=== Source excerpt ===
3.1. Cloud Coverage
The spatial distribution and the temporal trend of monthly cloud coverage percentage (CCP) are shown in
Figure 2 and
Figure 3. The studied areas demonstrated significant intra-annual variabilities in CCP, both spatially (
Figure 2) and temporally (
Figure 3). Averaged monthly CCP of the whole study area peaked in March at approximately 77.1%, decreased to the lowest level in July at approximately 52.3%, and then increased again to approximately 72.2% in November. This is consistent with previous results obtained by Xiao et al. [
20], based on merged imagery of daily observations from the SeaWiFS, MODIS, MERIS and VIIRS systems. Obvious monthly CCP patterns were identified for sub-regions of the BS, the YS and the ECS area. The BS and YS areas had similar temporal patterns, with peak CCP in July and lower CCP in December, while an opposite pattern was shown in the ECS region, with low CCP in July and high CCP in December.

=== Supplied entries ===
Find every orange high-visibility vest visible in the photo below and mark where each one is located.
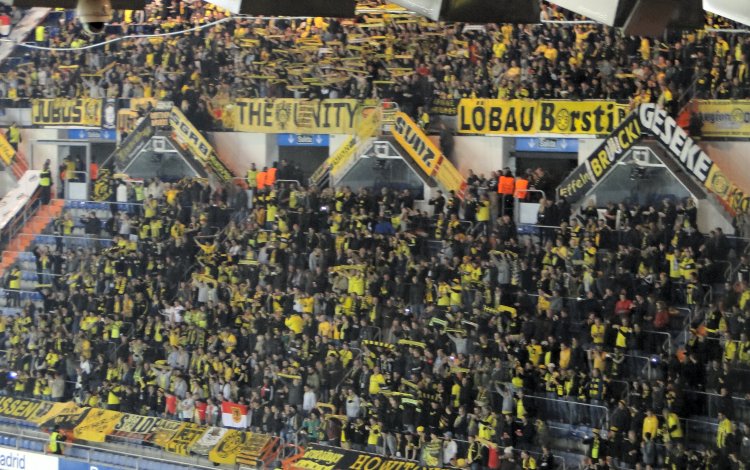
[255,171,266,189]
[497,176,515,196]
[266,167,276,186]
[516,178,529,199]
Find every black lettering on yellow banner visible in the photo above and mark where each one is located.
[637,103,714,184]
[31,98,102,127]
[586,117,642,182]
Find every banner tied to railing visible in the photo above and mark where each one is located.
[458,99,629,136]
[0,397,275,465]
[291,444,441,470]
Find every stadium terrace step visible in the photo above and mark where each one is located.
[0,199,65,277]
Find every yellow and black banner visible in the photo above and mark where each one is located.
[586,113,643,182]
[694,100,750,139]
[391,112,444,176]
[557,113,643,203]
[233,98,362,134]
[208,429,272,466]
[328,136,357,181]
[107,413,162,444]
[705,165,750,214]
[458,99,628,135]
[0,397,277,466]
[430,98,461,116]
[31,98,104,127]
[169,106,232,181]
[0,397,59,424]
[149,419,185,447]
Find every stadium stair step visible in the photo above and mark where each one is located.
[0,199,65,277]
[10,149,29,180]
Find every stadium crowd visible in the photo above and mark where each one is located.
[0,0,750,129]
[0,162,750,469]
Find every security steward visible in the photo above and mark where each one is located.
[39,160,52,205]
[48,426,65,455]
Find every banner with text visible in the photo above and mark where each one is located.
[430,98,461,116]
[233,98,362,134]
[169,106,232,181]
[31,98,103,127]
[694,100,750,139]
[107,413,162,444]
[291,444,440,470]
[391,112,445,177]
[391,113,466,198]
[0,397,59,424]
[557,113,643,203]
[458,99,628,135]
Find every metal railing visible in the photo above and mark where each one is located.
[523,394,609,429]
[52,199,143,210]
[0,424,222,470]
[0,191,42,255]
[8,232,119,251]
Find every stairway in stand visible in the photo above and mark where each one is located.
[10,150,29,180]
[0,199,65,277]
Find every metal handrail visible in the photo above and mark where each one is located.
[52,198,143,209]
[334,347,363,393]
[641,330,672,353]
[524,394,610,428]
[0,424,223,470]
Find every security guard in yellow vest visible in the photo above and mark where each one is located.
[8,122,21,152]
[106,383,122,411]
[662,409,682,442]
[246,163,258,209]
[8,266,21,307]
[49,426,64,455]
[39,160,52,204]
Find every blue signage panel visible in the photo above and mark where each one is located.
[68,129,117,140]
[516,137,578,153]
[59,458,116,470]
[276,134,331,147]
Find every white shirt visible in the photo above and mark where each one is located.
[302,390,317,412]
[443,439,458,465]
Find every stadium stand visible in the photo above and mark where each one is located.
[0,1,750,129]
[0,1,750,469]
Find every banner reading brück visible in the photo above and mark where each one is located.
[233,98,362,134]
[0,133,16,166]
[458,99,628,135]
[60,459,116,470]
[169,106,232,181]
[638,103,714,184]
[695,100,750,139]
[0,447,60,470]
[391,113,466,198]
[31,98,103,127]
[557,113,643,203]
[430,98,461,116]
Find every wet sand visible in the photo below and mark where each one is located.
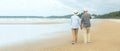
[0,20,120,51]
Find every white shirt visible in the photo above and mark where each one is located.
[71,15,81,29]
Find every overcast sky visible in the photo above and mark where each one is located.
[0,0,120,16]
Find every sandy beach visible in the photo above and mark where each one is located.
[0,20,120,51]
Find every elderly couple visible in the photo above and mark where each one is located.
[71,9,91,44]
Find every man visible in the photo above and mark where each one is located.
[81,9,91,43]
[71,10,80,44]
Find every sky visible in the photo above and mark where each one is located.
[0,0,120,16]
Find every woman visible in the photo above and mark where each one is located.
[71,10,80,44]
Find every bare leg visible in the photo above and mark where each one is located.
[83,28,88,43]
[87,28,91,42]
[75,29,78,43]
[72,29,75,44]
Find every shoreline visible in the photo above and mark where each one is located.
[0,20,120,51]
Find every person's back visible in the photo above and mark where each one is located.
[81,13,91,27]
[71,15,80,29]
[71,10,80,44]
[81,10,91,43]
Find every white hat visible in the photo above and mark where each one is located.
[73,10,78,14]
[74,10,78,13]
[84,8,88,11]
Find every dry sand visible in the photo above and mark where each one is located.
[0,20,120,51]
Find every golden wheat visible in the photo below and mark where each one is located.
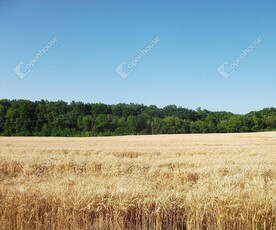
[0,132,276,230]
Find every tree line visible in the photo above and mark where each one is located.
[0,99,276,136]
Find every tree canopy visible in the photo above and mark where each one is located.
[0,99,276,136]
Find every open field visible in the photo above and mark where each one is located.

=== Required task A ===
In the cloud coverage passage, in which month did the averaged monthly CCP of the whole study area fall to its lowest level, and what was that level?
=== Required task B ===
Write the next part of the cloud coverage passage, starting after its final sentence.

=== Task response A ===
July, at approximately 52.3%.

=== Task response B ===
The extremely high CCP for the China seas indicates that large portions of the observations from remote-sensing satellites are blinded by clouds. To substantiate this point, the lowest monthly CCP averages for the ECS, BS and YS were found to be 32.5%, 37.3% and 47.9%, equivalently reducing the number of days of cloud-free observations to 20.1, 18.6 and 16, respectively. In the months of the highest CCP, there were only 5, 4 and 5.7 cloud-free days for the ECS, BH and YS area, respectively. The average CCP (standard deviation) values were 62.6% (14.1%), 67.3% (15.5%) and 69.9% (8.6%) for the ECS, BS YS areas, respectively, and it was 65.7% (7.7%) for the whole area. Therefore, it is imperative to understand the effects of the cloud coverage on the remote sensing of TSS in these highly dynamic waters, and to assess the uncertainties in the observations from data from the Terra/Aqua MODI satellite, the most commonly used satellite sensors.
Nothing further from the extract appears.